Heatsink

Dissipate heat from power semiconductors to ambient temperature

Since R2021b

Libraries:
Simscape / Electrical / Passive / Thermal

Description

The Heatsink block models a heatsink that dissipates heat from power semiconductors. The heat from the case conducts through the fins and dissipates to the ambient temperature through convection. The environment and the working fluid are the same

You can parameterize this block from a datasheet, from tabulated heat transfer properties, or from geometry that assumes an empirical convection correlation. If you set the Convection parameter to Forced - specify flow speed, the v input port specifies the flow speed.

Parameterization: Datasheet

To parameterize the Heatsink block from a datasheet, set the Parameterization parameter to Datasheet and specify both the Vector of temperature rises above ambient, T and Corresponding heat dissipated to ambient, Q_TLU1(T) parameters.

If you enable forced convection in the system by setting Convection to Forced - specify flow speed, specify both the Vector of temperature rises above ambient, T and Corresponding heat dissipated to ambient, Q_TLU2(T,v) parameters.

Parameterization: Tabulated Convection and Fin Efficiency

To parameterize the Heatsink block based on the convection coefficient as a function of the coolant flow speed and temperature difference with the ambient temperature and the fin efficiency as a function of the convective coefficient, set the Parameterization parameter to Tabulated convection and fin efficiency.

The block uses this equation to calculate the dissipated heat:

$Q_{d i s s i p a t e d} = h (v_{f l u i d}, Δ T) \cdot A_{t o t a l} \cdot \frac{E f f (h)}{100} \cdot (T_{h e a t s i n k} - T_{a m b i e n t}),$

where:

h(v_fluid,ΔT) is the convective heat transfer coefficient tabulated against the fluid flow speed (for forced convection) and the temperature rise above the ambient temperature.
A_total is the total heat exchange surface area.
Eff(h) is the fin efficiency, in percent values, tabulated against different convective heat transfer coefficients. The fin efficiency is the actual heat dissipated by the fin divided by the heat it would dissipate if all its volume was at the case temperature. This value depends on fin geometry and fin thermal conductivity.

Parameterization: Assume Rectangular Parallel Fins

If you set the Parameterization parameter to Assume rectangular parallel fins, the block uses this equation to calculate the dissipated heat:

$Q_{d i s s i p a t e d} = h (v_{f l u i d}, Δ T) \cdot A_{t o t a l} \cdot \frac{E f f (h)}{100} \cdot (T_{h e a t s i n k} - T_{a m b i e n t}),$

where:

$h (v_{f l u i d}, Δ T) = h_{n a t u r a l} (Δ T) + h_{f o r c e d} (v_{f l u i d})$
$h_{n a t u r a l} (Δ T) = \frac{k_{f l u i d}}{H} {(0.825 + \frac{0.387 R a_{H}^{1 / 6}}{{(1 + {(\frac{0.492}{\Pr})}^{9 / 16})}^{8 / 27}})}^{2}$
$h_{f o r c e d} (v_{f l u i d}) = \frac{k_{f l u i d}}{b} {(\frac{1}{{(\frac{Re \Pr}{2})}^{3}} + \frac{1}{{(0.664 \sqrt{Re} \Pr^{0.33} \sqrt{1 + \frac{3.65}{\sqrt{Re}}})}^{3}})}^{- 0.33}$
$R a_{H} = \frac{g β}{ν α} H^{3} a b s (Δ T)$ is the Rayleigh number.

Source material:

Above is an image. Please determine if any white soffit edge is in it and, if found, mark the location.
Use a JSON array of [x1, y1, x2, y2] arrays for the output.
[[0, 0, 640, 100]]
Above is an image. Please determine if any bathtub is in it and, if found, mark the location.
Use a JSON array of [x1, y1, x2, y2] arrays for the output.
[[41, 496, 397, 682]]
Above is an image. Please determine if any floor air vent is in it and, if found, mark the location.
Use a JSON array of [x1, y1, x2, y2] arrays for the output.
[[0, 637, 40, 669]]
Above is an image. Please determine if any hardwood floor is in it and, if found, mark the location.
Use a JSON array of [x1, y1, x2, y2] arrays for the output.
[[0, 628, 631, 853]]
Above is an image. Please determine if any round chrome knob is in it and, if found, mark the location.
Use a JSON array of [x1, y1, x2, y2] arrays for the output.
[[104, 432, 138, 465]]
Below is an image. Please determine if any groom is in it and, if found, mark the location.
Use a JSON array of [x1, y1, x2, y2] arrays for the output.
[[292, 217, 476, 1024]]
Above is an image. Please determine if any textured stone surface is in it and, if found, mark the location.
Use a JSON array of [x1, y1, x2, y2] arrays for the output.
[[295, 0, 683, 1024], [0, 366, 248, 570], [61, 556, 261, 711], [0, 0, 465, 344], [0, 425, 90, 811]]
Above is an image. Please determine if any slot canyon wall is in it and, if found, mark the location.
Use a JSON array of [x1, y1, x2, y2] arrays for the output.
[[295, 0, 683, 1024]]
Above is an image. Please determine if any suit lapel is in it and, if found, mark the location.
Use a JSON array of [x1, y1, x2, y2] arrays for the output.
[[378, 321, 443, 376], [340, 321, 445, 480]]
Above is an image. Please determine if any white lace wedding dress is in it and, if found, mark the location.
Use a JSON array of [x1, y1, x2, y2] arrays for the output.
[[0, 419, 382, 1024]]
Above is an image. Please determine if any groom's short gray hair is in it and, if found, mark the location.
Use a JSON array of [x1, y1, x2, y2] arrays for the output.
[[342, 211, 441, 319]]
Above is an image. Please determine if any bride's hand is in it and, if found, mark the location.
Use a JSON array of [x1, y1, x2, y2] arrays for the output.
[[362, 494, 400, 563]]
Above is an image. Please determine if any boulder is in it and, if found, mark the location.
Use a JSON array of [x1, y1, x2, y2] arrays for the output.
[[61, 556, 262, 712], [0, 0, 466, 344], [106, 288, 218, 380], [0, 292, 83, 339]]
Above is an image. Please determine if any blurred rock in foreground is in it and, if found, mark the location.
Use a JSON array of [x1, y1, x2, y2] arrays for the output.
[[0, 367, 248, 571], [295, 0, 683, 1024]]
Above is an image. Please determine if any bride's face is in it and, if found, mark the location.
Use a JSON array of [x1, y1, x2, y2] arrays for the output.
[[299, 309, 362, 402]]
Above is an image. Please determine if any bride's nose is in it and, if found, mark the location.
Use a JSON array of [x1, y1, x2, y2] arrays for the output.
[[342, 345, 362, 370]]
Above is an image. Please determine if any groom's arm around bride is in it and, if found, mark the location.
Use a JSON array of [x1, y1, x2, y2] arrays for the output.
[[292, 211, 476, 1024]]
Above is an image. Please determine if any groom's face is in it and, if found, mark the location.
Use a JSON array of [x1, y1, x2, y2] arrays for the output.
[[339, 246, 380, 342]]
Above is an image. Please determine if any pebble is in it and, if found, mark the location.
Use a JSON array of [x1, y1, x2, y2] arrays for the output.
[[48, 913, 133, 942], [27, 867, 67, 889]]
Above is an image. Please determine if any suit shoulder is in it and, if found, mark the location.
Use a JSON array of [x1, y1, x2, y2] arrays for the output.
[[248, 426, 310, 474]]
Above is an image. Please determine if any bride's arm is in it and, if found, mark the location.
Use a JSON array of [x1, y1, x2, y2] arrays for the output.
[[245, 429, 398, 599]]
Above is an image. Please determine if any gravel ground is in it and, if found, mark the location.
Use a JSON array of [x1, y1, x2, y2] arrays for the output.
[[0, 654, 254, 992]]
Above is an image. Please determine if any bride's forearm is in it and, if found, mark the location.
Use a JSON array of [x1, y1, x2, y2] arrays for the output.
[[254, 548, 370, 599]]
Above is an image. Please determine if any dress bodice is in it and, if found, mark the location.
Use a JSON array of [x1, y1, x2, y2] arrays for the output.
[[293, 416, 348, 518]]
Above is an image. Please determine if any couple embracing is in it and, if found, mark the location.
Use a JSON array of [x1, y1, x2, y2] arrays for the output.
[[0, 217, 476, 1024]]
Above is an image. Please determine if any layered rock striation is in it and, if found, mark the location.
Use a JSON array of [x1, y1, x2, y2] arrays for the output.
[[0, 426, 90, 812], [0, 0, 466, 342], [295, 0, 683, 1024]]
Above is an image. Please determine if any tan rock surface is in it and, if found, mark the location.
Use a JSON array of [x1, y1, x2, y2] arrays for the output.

Required actions:
#1 Translate this sentence from the heatsink page into Spanish: "The heat from the case conducts through the fins and dissipates to the ambient temperature through convection."
#2 Copy the entries word for word, from their first line down to the line that contains "[[41, 496, 397, 682]]", with both of those lines included.
The heatsink page and the entries come from unrelated sources.

Answers to each task:
#1 El calor de la carcasa se conduce a través de las aletas y se disipa a la temperatura ambiente por convección.

#2
Above is an image. Please determine if any white soffit edge is in it and, if found, mark the location.
Use a JSON array of [x1, y1, x2, y2] arrays for the output.
[[0, 0, 640, 100]]
Above is an image. Please determine if any bathtub is in it and, if found, mark the location.
Use a JSON array of [x1, y1, x2, y2] arrays for the output.
[[41, 496, 397, 682]]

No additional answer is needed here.